Task to carry out>
After finding the line with "Phrase: stone pavement tile" in the entries below, copy that line and each one after it exactly, through the last line, and omit pictures.

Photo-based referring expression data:
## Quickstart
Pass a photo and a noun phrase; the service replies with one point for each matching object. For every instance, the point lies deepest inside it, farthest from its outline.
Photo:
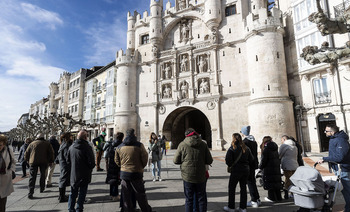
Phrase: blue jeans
(345, 181)
(82, 190)
(199, 191)
(153, 167)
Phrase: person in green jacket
(193, 155)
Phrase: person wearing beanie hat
(193, 172)
(245, 130)
(250, 142)
(99, 142)
(132, 157)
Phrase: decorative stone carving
(155, 51)
(327, 26)
(202, 63)
(162, 109)
(167, 73)
(204, 86)
(185, 30)
(182, 4)
(166, 91)
(184, 63)
(211, 105)
(183, 90)
(313, 55)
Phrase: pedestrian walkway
(166, 195)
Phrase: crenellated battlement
(125, 57)
(264, 19)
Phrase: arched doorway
(322, 121)
(186, 117)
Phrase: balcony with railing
(98, 105)
(323, 98)
(98, 89)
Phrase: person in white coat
(288, 153)
(7, 166)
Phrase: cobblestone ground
(163, 196)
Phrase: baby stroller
(311, 192)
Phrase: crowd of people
(126, 159)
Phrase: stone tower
(270, 109)
(125, 112)
(131, 31)
(213, 14)
(156, 26)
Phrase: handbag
(229, 168)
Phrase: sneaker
(252, 204)
(226, 208)
(268, 200)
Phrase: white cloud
(25, 73)
(42, 16)
(105, 40)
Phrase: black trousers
(3, 204)
(253, 190)
(33, 170)
(138, 188)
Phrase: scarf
(2, 163)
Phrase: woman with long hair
(66, 142)
(155, 151)
(240, 160)
(21, 159)
(270, 164)
(7, 168)
(113, 170)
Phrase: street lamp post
(300, 109)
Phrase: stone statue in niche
(183, 63)
(182, 4)
(202, 64)
(167, 71)
(155, 50)
(204, 86)
(166, 92)
(184, 90)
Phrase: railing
(339, 10)
(323, 98)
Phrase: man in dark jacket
(81, 160)
(99, 142)
(339, 153)
(250, 142)
(39, 154)
(132, 157)
(192, 155)
(49, 172)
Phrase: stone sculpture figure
(202, 64)
(184, 90)
(183, 63)
(182, 4)
(330, 25)
(167, 92)
(167, 72)
(312, 54)
(204, 86)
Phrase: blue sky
(42, 38)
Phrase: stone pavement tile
(163, 196)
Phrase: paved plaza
(163, 196)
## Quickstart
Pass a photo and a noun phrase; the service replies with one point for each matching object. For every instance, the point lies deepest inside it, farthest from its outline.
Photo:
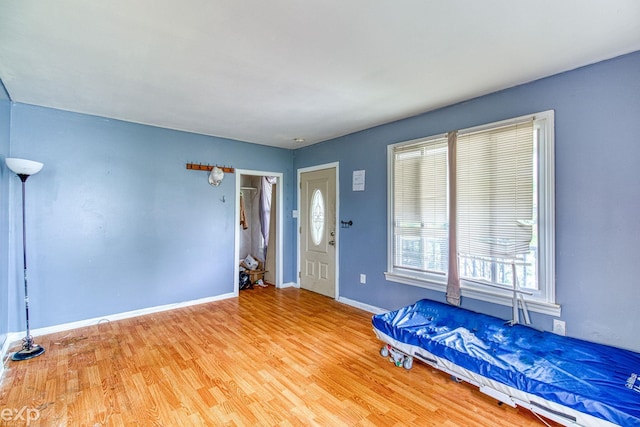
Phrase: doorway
(258, 222)
(318, 237)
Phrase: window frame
(541, 301)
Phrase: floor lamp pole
(24, 171)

Response>
Phrase: stone pavement tile
(163, 196)
Phrase: paved plaza
(163, 196)
## Quickstart
Pass a photo and a noun phrase; the service replies with one point for each matching object. For every instance, the point lies deepest inside it, farthest from its outline.
Photo:
Phrase: doorway
(258, 222)
(318, 237)
Phrase: window frame
(541, 301)
Phrase: floor lamp pole
(24, 171)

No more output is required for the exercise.